§ GOAL OF THE EXERCISE
Pull out every line of the following material that contains the string "roof", and treat uppercase and lowercase letters as distinct when matching.

....................

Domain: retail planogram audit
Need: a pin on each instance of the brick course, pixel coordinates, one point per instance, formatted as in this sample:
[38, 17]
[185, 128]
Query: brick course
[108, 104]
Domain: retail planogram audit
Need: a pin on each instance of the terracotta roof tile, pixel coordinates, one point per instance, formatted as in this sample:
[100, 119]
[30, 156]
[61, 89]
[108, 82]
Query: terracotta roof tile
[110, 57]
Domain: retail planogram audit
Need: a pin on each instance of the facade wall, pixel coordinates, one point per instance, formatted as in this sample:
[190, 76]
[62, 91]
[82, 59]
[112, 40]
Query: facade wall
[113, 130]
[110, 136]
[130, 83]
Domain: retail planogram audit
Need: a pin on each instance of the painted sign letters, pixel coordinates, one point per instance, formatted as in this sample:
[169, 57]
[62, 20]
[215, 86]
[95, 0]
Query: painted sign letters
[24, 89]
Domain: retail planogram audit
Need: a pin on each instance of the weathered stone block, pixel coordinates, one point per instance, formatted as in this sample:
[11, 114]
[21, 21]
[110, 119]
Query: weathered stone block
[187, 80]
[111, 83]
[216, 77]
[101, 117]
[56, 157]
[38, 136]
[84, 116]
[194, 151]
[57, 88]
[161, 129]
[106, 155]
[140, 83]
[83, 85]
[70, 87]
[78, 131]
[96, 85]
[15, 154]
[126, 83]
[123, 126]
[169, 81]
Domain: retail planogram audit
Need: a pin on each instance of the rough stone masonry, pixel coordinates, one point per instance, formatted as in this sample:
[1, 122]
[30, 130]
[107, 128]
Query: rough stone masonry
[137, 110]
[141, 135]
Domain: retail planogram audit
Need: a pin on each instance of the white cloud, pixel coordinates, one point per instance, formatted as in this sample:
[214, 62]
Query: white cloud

....................

§ CORRECT RESULT
Need: a pin on each instance of the terracotta roof tile, pixel coordinates, one point per instance, formatted as in this sample:
Query: terracotta roof tile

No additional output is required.